____ Recorded information

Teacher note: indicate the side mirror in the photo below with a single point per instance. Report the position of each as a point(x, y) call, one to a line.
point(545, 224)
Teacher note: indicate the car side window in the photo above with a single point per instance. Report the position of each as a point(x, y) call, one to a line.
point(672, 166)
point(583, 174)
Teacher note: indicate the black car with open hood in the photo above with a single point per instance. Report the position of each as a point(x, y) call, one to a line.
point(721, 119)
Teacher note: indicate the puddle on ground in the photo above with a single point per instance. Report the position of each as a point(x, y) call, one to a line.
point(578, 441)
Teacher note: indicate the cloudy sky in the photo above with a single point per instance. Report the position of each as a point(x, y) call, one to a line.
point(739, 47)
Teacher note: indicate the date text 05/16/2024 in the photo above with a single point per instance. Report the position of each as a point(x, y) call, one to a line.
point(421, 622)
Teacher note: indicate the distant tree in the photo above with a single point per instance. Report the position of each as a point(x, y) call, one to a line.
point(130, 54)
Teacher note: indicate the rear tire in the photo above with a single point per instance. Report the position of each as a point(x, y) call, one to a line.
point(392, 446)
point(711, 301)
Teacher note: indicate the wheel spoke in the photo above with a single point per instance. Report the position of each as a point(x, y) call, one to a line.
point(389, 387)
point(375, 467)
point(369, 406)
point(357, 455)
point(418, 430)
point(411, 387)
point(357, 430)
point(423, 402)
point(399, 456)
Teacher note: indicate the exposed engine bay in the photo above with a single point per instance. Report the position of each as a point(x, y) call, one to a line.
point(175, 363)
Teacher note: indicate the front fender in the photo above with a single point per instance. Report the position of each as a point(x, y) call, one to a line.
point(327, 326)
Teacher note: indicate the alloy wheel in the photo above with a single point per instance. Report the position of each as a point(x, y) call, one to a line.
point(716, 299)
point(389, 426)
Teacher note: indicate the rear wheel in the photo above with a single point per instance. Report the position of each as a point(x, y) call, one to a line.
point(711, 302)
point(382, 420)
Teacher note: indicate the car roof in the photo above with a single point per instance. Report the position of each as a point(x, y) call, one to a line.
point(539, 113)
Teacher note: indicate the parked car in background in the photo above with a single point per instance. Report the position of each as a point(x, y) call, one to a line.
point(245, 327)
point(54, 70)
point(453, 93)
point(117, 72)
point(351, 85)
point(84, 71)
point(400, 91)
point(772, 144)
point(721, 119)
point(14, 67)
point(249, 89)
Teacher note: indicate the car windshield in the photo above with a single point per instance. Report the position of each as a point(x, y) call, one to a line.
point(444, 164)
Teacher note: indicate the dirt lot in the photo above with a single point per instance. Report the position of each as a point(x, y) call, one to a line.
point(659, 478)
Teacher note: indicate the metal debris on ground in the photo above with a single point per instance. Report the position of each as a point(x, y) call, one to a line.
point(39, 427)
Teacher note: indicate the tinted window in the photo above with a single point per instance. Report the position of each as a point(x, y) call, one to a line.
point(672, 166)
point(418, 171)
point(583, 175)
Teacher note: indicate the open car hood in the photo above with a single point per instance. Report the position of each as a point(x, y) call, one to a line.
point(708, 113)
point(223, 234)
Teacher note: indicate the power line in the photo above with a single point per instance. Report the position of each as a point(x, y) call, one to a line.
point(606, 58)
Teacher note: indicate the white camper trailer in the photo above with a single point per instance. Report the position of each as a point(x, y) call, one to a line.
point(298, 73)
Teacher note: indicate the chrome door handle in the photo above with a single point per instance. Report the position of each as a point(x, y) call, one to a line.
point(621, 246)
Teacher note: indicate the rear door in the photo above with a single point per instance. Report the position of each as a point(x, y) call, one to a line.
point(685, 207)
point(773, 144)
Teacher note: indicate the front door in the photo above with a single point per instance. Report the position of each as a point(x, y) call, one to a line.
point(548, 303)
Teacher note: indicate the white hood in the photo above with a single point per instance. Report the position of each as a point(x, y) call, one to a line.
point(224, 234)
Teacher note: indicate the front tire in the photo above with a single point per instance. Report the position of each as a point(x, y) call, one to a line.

________

• _Exercise goal_
Convert the material above into a numbered list, omitting any blank lines.

• _Task solution_
1. Teacher note: indicate the side mirror in the photo below with a single point per instance. Report the position of each as a point(x, y) call, one to a line.
2. point(545, 224)
3. Teacher note: indicate the car side window in the photo above with a single point per instance. Report the position of each as a point(x, y) call, one to a line.
4. point(672, 166)
5. point(583, 174)
6. Teacher note: indicate the black car with open hood in the photo above with a single point per instance. Report the position of each as a point(x, y) call, one to a line.
7. point(721, 119)
8. Teacher note: indicate the puddle on ground in the photo above with a single point per instance. Report the position of each as a point(x, y) call, one to a line.
9. point(578, 441)
10. Teacher note: indicate the cloudy sky in the photo above with a single point per instance. Report the position of each as a point(x, y) call, one to a line.
11. point(739, 47)
12. Teacher note: indicate the date text 05/16/2024 in the photo above with a single point per instance. Report the position of each as a point(x, y) call, one to a line.
13. point(421, 622)
14. Teacher note: indicate the distant tree in the photo above with a single point per instance. Report the position of each as a point(x, y) call, one to a line.
15. point(130, 54)
16. Teacher note: indicate the rear tire in the photo above with a single point per instance. Report the position of each as a point(x, y) call, one to a line.
17. point(392, 446)
18. point(711, 301)
19. Teacher note: indicate the wheel spoke in the photo above with a single point per instance. Report the position of each as a point(x, y) call, one to a line.
20. point(389, 387)
21. point(375, 467)
22. point(369, 406)
23. point(357, 455)
24. point(418, 430)
25. point(411, 387)
26. point(357, 430)
27. point(423, 402)
28. point(399, 456)
29. Teacher note: indicate the exposed engine bay in the photo above with a single point per instance. Report the position of each as a point(x, y) call, one to a line.
30. point(175, 363)
31. Teacher note: indicate the front fender in the photo above with a single point per instance. Report the position of each as a point(x, y) call, one to a line.
32. point(327, 326)
33. Teacher note: indicate the alloy wheel in the photo above with a single point per instance. Report the position of each as a point(x, y) call, one to a line.
34. point(716, 299)
35. point(389, 426)
36. Teacher note: indicate the rear wheel in the photo above with a single point per instance. Report the position of each as a point(x, y) call, one to a line.
37. point(711, 302)
38. point(382, 420)
39. Teacher note: indicate the car roof in the photo above with a single point per instance. Report the position of each as a point(x, y) call, one to a line.
40. point(539, 113)
41. Teacher note: indicate the parked car in background in the photo above with a single point per instance. Report the position of each as a point(x, y) call, one to a line.
42. point(245, 327)
43. point(54, 70)
44. point(453, 93)
45. point(117, 72)
46. point(351, 85)
47. point(84, 71)
48. point(400, 91)
49. point(772, 144)
50. point(721, 119)
51. point(14, 67)
52. point(249, 89)
53. Teacher note: indicate the car windshield in the photo above with a single point per instance. Report the position of each as a point(x, y) call, one to a line.
54. point(444, 164)
55. Teacher note: indicate the dirt lot in the photo above with a single point per instance. Report the position of each as a point(x, y) call, one to a line.
56. point(659, 478)
57. Teacher note: indicate the metal debris on ground in the photo above with a single point per instance. Report the position of each as a point(x, y) call, one to a line.
58. point(39, 427)
59. Teacher note: indicate the tinted window in the photo above with a single point per instance. Report the position of each as a point(x, y) call, one to a line.
60. point(672, 166)
61. point(418, 171)
62. point(583, 175)
63. Teacher note: indicate the open car hood in the photo above with a single point per instance. Report the position of each as a point(x, y) call, one to a line.
64. point(708, 113)
65. point(223, 234)
66. Teacher note: indicate the power line in the photo above with a single point per instance. Report the position of each as a point(x, y) call, one to a line.
67. point(606, 58)
68. Teacher note: indicate the white camper trailer in the photo above with a single point per instance. Report the position of each as a point(x, y) call, one to a line.
69. point(298, 73)
70. Teacher note: indicate the chrome door handle in the photo above with a single point per instance. Report the position of each as a point(x, y) call, one to a line.
71. point(621, 246)
72. Teacher note: indicate the rear door in the photo above with a single point per instance. Report the position of each as a point(x, y) call, one to a line.
73. point(685, 207)
74. point(773, 144)
75. Teacher note: indicate the front door in the photo above with a single point per instance. Report the position of each as a point(x, y) call, one to a line.
76. point(548, 303)
77. Teacher note: indicate the white hood in the photo above with a single point per instance. Report the position of each as a point(x, y) call, one to a line.
78. point(224, 234)
79. Teacher note: indicate the front tire in the photo above with a single point per instance. Report the position of each as a point(x, y) call, one to a line.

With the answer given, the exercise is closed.